CHALLENGE: Pull out each line in the material below that contains the string "dark" and copy those lines in full.

Pointing records for named objects
§

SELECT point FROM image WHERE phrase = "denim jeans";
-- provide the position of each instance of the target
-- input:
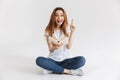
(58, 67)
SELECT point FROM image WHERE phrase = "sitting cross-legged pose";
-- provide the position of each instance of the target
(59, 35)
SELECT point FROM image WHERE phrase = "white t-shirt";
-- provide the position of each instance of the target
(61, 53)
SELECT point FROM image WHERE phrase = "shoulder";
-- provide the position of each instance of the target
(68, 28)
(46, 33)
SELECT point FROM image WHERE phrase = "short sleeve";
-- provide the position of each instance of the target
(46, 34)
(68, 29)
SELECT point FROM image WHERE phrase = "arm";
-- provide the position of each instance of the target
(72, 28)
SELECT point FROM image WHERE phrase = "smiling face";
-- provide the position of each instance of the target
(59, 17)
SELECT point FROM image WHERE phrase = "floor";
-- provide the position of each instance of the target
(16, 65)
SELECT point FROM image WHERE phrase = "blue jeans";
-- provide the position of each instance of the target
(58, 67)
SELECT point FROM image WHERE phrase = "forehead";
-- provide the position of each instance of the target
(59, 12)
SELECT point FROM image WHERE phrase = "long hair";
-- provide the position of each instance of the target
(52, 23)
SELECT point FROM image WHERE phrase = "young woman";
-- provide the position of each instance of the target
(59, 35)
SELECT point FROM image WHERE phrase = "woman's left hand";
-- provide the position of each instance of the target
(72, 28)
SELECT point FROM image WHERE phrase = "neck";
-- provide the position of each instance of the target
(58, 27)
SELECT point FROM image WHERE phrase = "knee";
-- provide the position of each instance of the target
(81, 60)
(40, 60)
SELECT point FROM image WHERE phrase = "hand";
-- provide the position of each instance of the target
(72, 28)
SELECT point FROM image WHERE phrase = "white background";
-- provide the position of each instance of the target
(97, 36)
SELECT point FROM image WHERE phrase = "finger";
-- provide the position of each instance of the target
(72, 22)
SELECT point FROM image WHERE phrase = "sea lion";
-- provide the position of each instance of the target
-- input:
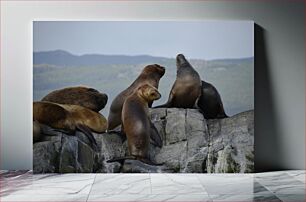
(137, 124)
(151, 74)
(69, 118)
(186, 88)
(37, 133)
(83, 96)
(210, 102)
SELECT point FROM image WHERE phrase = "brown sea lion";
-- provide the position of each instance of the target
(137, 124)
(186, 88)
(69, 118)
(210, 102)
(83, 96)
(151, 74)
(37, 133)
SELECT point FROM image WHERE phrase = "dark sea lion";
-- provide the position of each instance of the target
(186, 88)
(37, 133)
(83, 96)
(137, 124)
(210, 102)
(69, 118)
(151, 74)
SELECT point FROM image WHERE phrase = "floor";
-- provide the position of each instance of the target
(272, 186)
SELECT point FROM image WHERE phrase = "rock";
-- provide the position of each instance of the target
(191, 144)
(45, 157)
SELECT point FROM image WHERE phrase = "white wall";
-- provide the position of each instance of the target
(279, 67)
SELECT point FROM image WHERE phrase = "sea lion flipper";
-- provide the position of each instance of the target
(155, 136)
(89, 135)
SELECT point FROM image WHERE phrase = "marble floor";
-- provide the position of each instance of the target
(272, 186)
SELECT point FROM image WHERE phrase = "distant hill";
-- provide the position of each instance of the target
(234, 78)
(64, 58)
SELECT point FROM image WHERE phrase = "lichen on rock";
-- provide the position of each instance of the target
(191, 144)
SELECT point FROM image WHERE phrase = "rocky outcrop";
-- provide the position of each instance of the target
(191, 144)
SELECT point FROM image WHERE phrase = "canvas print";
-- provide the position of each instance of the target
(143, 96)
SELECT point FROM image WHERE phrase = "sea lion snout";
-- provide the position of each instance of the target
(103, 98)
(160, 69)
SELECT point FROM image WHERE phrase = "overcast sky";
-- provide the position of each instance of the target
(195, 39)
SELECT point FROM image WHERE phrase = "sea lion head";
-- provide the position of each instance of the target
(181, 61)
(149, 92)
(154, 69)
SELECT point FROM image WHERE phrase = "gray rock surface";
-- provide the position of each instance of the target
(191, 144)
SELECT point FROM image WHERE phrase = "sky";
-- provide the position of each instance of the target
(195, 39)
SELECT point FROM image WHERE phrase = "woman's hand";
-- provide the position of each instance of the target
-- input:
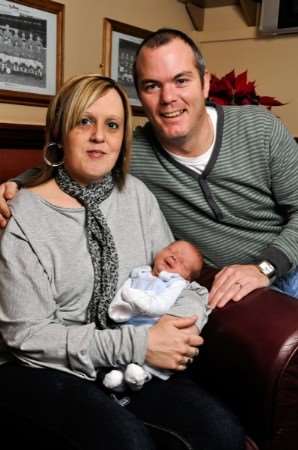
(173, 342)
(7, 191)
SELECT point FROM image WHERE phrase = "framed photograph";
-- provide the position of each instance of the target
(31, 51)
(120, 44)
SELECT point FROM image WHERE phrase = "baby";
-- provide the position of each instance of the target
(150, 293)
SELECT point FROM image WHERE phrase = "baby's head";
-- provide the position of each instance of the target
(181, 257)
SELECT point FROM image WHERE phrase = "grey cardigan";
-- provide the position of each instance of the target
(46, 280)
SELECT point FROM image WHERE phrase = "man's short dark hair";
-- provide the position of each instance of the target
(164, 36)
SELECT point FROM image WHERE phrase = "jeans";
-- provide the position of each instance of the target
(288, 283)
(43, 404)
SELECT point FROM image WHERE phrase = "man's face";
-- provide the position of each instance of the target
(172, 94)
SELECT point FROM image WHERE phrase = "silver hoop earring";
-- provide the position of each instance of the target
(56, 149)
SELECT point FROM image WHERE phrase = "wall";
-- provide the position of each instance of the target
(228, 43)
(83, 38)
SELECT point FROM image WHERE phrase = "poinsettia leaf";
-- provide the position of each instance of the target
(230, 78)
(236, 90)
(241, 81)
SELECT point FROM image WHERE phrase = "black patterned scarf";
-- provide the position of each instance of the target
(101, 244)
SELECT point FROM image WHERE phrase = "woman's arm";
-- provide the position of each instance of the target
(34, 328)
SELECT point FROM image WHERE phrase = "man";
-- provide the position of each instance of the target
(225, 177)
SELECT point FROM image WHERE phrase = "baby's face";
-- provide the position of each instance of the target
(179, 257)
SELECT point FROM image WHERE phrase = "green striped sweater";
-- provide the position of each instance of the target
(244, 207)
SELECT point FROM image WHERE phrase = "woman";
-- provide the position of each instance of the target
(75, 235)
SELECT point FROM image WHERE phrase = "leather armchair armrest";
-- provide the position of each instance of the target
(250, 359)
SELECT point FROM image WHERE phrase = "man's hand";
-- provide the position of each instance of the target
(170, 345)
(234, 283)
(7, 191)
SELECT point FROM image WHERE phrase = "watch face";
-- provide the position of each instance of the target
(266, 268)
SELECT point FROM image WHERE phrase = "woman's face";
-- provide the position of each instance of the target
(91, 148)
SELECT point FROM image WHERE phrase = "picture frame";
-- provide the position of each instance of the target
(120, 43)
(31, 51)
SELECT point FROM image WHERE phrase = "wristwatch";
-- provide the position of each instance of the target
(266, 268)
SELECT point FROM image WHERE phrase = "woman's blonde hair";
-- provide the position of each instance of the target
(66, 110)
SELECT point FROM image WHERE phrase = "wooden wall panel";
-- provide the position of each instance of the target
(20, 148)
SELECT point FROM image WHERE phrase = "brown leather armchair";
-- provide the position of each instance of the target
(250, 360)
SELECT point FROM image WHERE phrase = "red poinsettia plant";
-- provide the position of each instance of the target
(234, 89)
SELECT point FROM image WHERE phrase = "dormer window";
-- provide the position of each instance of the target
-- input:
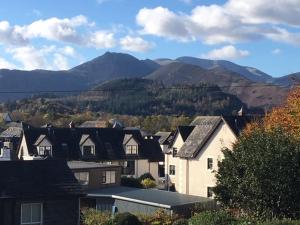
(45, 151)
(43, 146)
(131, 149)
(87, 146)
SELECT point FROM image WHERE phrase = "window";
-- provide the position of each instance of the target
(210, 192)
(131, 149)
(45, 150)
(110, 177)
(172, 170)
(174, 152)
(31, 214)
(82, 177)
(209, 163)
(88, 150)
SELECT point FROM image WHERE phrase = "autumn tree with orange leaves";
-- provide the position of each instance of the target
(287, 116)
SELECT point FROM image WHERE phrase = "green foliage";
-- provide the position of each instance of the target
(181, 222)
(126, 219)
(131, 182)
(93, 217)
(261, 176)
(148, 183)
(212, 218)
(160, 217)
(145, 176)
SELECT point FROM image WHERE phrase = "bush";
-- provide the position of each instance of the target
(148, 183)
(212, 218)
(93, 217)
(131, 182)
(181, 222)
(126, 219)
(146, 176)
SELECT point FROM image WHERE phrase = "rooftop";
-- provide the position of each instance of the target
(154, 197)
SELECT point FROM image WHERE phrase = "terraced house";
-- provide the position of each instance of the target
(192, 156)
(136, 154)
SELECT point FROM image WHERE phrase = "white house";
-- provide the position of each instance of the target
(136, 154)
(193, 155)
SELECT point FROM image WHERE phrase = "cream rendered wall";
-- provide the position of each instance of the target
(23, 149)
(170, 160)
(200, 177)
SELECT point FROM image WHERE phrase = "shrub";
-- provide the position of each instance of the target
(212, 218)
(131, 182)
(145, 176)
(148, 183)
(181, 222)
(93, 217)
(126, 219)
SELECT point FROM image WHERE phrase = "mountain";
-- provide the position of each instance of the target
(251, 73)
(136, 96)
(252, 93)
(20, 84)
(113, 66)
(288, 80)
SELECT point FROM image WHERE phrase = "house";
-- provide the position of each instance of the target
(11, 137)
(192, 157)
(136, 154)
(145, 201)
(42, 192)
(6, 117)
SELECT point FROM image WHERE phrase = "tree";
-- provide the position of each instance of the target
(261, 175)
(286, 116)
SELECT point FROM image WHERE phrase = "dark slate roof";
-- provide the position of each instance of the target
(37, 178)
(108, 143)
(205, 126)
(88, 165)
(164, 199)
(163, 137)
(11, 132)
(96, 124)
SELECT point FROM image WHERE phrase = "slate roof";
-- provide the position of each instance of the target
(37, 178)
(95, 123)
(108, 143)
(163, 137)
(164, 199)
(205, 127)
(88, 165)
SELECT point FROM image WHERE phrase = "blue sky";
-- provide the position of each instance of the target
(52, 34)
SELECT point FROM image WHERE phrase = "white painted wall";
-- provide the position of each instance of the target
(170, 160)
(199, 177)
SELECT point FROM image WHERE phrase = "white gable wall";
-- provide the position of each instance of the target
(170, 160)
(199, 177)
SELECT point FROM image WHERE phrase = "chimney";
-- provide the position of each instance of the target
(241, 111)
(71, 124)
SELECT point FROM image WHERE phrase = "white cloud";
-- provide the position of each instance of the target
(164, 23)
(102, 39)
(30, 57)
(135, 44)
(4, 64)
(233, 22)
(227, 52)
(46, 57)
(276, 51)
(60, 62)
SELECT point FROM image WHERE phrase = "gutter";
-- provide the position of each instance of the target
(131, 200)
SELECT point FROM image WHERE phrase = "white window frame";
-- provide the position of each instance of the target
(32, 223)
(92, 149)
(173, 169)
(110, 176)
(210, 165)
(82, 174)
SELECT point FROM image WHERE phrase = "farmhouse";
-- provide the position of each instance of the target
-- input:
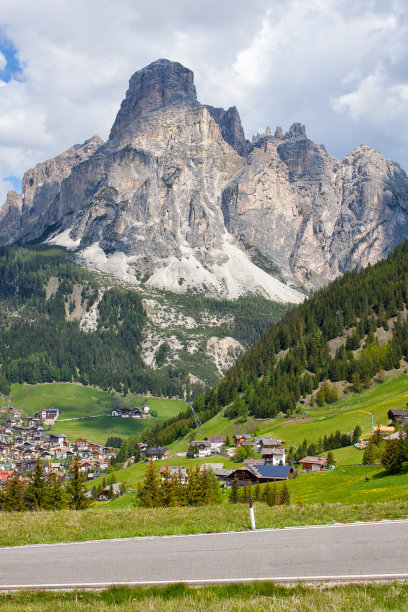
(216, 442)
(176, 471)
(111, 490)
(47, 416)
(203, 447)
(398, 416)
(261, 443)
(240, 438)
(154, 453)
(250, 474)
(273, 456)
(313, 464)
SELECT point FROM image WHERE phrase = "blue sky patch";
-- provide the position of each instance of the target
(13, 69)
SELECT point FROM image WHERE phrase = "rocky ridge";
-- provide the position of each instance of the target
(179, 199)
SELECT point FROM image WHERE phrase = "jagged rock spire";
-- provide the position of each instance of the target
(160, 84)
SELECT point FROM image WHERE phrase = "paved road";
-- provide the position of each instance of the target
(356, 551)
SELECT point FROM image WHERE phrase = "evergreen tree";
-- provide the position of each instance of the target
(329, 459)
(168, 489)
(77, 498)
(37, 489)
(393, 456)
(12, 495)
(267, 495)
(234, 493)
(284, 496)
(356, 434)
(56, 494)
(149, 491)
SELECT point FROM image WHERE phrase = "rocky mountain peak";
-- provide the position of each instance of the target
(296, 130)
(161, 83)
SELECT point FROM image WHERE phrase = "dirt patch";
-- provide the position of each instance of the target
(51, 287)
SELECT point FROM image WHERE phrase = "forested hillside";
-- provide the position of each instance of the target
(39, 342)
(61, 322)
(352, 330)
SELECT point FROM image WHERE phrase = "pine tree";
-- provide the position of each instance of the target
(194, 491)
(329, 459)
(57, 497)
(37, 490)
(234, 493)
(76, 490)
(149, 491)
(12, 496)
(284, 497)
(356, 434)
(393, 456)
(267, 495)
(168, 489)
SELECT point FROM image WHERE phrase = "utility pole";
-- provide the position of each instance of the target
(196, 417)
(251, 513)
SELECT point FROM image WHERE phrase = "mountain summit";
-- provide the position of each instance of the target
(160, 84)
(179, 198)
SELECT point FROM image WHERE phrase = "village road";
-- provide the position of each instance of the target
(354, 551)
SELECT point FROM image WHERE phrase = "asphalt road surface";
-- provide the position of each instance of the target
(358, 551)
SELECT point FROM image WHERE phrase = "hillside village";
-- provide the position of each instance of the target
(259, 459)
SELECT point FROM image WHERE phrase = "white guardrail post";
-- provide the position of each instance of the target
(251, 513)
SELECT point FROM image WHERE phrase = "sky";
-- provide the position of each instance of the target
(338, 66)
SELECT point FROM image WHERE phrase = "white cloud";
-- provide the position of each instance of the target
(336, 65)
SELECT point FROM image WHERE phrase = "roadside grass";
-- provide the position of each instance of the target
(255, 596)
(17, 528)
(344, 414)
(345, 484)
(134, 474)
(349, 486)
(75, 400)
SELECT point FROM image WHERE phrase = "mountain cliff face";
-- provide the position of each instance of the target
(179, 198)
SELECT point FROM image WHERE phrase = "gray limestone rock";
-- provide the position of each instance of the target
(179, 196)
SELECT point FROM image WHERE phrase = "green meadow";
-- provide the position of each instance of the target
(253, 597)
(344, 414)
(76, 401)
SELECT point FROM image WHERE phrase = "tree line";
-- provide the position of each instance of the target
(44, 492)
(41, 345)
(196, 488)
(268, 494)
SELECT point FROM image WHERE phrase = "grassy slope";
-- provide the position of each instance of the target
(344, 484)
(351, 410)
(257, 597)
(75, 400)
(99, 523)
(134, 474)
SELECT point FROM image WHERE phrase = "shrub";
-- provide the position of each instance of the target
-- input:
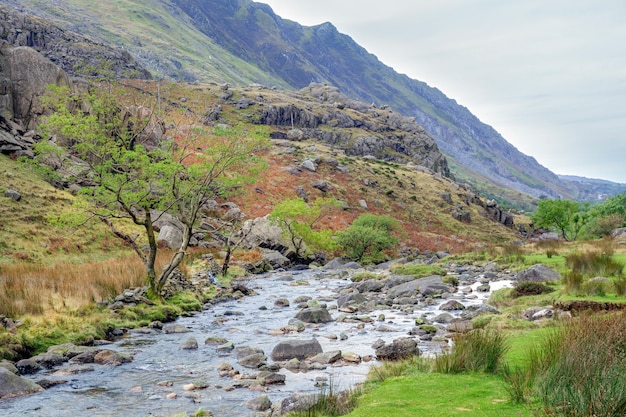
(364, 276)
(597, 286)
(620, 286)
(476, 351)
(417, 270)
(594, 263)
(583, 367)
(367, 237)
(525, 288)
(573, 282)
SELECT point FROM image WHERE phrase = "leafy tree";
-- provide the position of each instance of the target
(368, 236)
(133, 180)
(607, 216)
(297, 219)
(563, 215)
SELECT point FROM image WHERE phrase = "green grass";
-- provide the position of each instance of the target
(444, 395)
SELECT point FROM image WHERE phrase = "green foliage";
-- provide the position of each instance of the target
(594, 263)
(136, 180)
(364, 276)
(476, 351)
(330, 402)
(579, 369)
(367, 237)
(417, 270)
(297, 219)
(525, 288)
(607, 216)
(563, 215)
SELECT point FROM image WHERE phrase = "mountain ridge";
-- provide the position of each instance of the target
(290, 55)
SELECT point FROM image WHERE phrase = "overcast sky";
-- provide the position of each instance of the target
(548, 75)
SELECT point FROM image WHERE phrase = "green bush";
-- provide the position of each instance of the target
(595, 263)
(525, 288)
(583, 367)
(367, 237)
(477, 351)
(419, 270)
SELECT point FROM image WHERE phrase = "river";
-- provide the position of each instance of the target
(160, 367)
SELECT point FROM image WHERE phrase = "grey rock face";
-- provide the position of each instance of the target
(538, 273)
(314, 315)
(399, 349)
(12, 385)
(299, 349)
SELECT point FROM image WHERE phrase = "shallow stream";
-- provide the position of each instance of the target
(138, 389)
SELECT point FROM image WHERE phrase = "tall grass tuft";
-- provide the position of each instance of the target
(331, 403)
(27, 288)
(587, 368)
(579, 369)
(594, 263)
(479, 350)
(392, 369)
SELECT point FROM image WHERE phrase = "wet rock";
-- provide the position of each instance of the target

§

RESULT OF THE EXERCISE:
SELECT point FROM image WHERE phrase = "dark sea lion";
SELECT point FROM image WHERE phrase = "man's short dark hair";
SELECT point FROM image WHERE phrase = "dark slate roof";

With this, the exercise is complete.